◆ Excerpt to read ◆
# Altec Lansing VS2621 - Need help in replacing fuse



## blackedition91 (Apr 6, 2013)

Hey guys, I have a 2 year old Altec Lansing VS2621. It was working fine till yesterday. Before going to bed, I turned off the power supply at the switch board, but did not turn off the switch on the sub woofer. I turned on my PC today afternoon. Everything except the speakers was working fine. Today early morning around 2am, there were heavy thunderstorms and they caused the power to go on and off in my locality. So, I suspect they might have caused the fuse to blow up. I had turned off the switch at the outlet, but it was still plugged in. The PC along with the speakers have 2 level spike protection in the form of an APC UPS and a separate, but not so good quality surge protector. So, I guess the fuse needs to be replaced. However, after opening up the screws near the back of the sub woofer, I found that the fuse was no where to be found on the PCB. I suspect, they are on the transformer. So, can anyone help me out in locating and replacing the fuse? Accessing the transformer seems very hard as there are no screws to disassemble the casing. Please help. Thanks in advance.

◆ Records for this task ◆
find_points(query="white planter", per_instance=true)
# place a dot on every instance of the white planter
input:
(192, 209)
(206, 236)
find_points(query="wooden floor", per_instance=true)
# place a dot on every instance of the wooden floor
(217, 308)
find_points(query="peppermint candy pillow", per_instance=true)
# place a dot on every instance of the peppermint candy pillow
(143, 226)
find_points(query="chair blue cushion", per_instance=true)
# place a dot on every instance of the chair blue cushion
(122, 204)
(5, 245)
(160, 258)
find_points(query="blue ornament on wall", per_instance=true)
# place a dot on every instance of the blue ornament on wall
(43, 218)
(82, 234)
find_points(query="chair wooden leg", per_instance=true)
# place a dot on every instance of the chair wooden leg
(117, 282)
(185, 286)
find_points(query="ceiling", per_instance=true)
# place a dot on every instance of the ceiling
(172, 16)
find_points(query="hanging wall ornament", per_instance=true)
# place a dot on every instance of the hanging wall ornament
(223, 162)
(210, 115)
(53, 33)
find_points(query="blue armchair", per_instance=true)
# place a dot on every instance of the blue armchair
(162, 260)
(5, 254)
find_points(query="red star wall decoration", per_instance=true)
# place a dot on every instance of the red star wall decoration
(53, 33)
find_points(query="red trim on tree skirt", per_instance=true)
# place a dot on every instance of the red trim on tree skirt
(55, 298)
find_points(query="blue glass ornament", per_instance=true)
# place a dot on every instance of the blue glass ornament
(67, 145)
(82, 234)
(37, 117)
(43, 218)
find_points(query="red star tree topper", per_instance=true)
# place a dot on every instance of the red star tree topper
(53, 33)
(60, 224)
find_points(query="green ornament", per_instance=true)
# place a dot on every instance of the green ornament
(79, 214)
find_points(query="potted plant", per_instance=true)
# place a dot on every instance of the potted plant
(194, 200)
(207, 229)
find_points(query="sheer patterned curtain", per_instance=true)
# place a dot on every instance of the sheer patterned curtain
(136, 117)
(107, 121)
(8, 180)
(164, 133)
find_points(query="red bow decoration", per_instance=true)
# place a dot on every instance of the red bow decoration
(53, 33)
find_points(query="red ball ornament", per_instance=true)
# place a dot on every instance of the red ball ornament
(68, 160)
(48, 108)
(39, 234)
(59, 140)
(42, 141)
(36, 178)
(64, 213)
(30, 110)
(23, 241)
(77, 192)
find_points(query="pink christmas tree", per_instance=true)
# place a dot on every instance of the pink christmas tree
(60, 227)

◆ Task A ◆
Pick out each line of the listing that contains the word "skirt" and copy it.
◆ Task B ◆
Carry on the forum thread about replacing the fuse in the Altec Lansing VS2621 from the point where its text ends.

◆ Final answer A ◆
find_points(query="red trim on tree skirt", per_instance=true)
# place a dot on every instance of the red trim on tree skirt

◆ Final answer B ◆
----------



## blackedition91 (Apr 16, 2013)

Anyone???


----------



## sidbond_patna (Jul 14, 2013)

Hi,
I have the same set of speakers. And oddly, I have the same set of problems.
Apart from the screws at the back panel, I also found screws at the bottom of the speakers, hidden under plain black stickers.
I wasn't able to remove them, they seem to have gone free.

Was your problem resolved?

Thanks.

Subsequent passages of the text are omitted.